_AIM OF THE EXERCISE_. Gather every line of the entries below that contains the string "dark", treating uppercase and lowercase letters as distinct.

_THE INPUT_.
----------

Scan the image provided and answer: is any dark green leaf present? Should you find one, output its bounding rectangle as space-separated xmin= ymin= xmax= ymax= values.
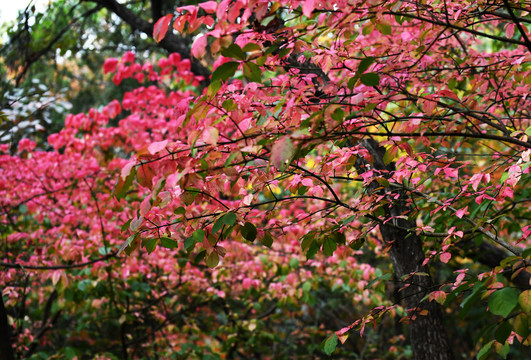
xmin=221 ymin=44 xmax=245 ymax=60
xmin=160 ymin=236 xmax=179 ymax=249
xmin=243 ymin=43 xmax=262 ymax=52
xmin=494 ymin=321 xmax=513 ymax=344
xmin=489 ymin=288 xmax=518 ymax=318
xmin=361 ymin=73 xmax=380 ymax=86
xmin=243 ymin=62 xmax=262 ymax=83
xmin=240 ymin=221 xmax=258 ymax=242
xmin=221 ymin=212 xmax=236 ymax=226
xmin=323 ymin=237 xmax=337 ymax=256
xmin=322 ymin=334 xmax=337 ymax=355
xmin=476 ymin=340 xmax=494 ymax=360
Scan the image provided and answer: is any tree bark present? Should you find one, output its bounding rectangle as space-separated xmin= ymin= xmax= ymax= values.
xmin=83 ymin=0 xmax=210 ymax=86
xmin=0 ymin=289 xmax=15 ymax=360
xmin=358 ymin=140 xmax=454 ymax=360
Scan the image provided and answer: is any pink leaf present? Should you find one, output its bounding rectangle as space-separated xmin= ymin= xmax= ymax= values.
xmin=153 ymin=14 xmax=173 ymax=42
xmin=455 ymin=206 xmax=468 ymax=219
xmin=121 ymin=159 xmax=136 ymax=180
xmin=148 ymin=140 xmax=168 ymax=155
xmin=439 ymin=253 xmax=452 ymax=264
xmin=271 ymin=136 xmax=295 ymax=171
xmin=429 ymin=291 xmax=446 ymax=305
xmin=192 ymin=35 xmax=207 ymax=59
xmin=203 ymin=126 xmax=219 ymax=146
xmin=199 ymin=1 xmax=218 ymax=14
xmin=505 ymin=23 xmax=514 ymax=39
xmin=302 ymin=0 xmax=315 ymax=18
xmin=140 ymin=196 xmax=151 ymax=216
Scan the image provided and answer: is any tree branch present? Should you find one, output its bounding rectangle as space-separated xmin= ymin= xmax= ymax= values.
xmin=81 ymin=0 xmax=210 ymax=81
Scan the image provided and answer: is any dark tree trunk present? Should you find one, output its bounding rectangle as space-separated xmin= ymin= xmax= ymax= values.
xmin=0 ymin=289 xmax=15 ymax=360
xmin=359 ymin=140 xmax=454 ymax=360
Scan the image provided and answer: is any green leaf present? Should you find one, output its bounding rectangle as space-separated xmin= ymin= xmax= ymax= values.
xmin=212 ymin=61 xmax=240 ymax=82
xmin=120 ymin=219 xmax=133 ymax=232
xmin=223 ymin=151 xmax=239 ymax=167
xmin=160 ymin=236 xmax=179 ymax=249
xmin=496 ymin=342 xmax=511 ymax=359
xmin=184 ymin=229 xmax=205 ymax=251
xmin=260 ymin=231 xmax=273 ymax=248
xmin=221 ymin=44 xmax=245 ymax=60
xmin=476 ymin=340 xmax=494 ymax=360
xmin=205 ymin=251 xmax=219 ymax=268
xmin=240 ymin=221 xmax=258 ymax=242
xmin=347 ymin=75 xmax=360 ymax=90
xmin=212 ymin=217 xmax=225 ymax=234
xmin=494 ymin=321 xmax=513 ymax=344
xmin=221 ymin=99 xmax=238 ymax=111
xmin=383 ymin=149 xmax=395 ymax=166
xmin=289 ymin=257 xmax=300 ymax=269
xmin=243 ymin=62 xmax=262 ymax=83
xmin=321 ymin=333 xmax=337 ymax=355
xmin=323 ymin=237 xmax=337 ymax=256
xmin=518 ymin=290 xmax=531 ymax=313
xmin=360 ymin=73 xmax=380 ymax=86
xmin=460 ymin=283 xmax=485 ymax=317
xmin=142 ymin=238 xmax=159 ymax=254
xmin=489 ymin=288 xmax=518 ymax=318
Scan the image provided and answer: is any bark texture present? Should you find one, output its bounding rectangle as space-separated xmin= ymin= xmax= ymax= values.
xmin=359 ymin=140 xmax=454 ymax=360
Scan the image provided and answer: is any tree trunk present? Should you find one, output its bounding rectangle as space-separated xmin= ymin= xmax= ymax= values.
xmin=364 ymin=140 xmax=454 ymax=360
xmin=0 ymin=289 xmax=15 ymax=360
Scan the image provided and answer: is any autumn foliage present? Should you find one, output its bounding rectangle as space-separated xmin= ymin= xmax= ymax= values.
xmin=0 ymin=0 xmax=531 ymax=359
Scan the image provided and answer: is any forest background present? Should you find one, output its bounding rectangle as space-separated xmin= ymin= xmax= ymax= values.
xmin=0 ymin=0 xmax=531 ymax=359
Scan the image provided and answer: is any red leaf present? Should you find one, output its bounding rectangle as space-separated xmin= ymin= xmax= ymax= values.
xmin=271 ymin=136 xmax=294 ymax=171
xmin=439 ymin=253 xmax=452 ymax=264
xmin=153 ymin=14 xmax=173 ymax=42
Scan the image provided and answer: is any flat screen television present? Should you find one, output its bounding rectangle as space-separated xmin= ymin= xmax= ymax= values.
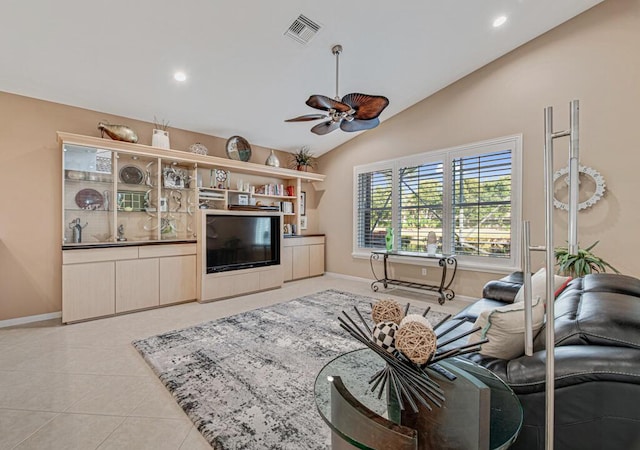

----------

_TASK RESPONSE_.
Scan the image provided and answer: is any dark green leaf present? Should you find one, output its bounding rectangle as space-separated xmin= ymin= xmax= ymax= values.
Scan the image provided and answer: is any dark tree trunk present? Should you find one, output its bounding rectangle as space-separated xmin= ymin= xmax= ymax= values.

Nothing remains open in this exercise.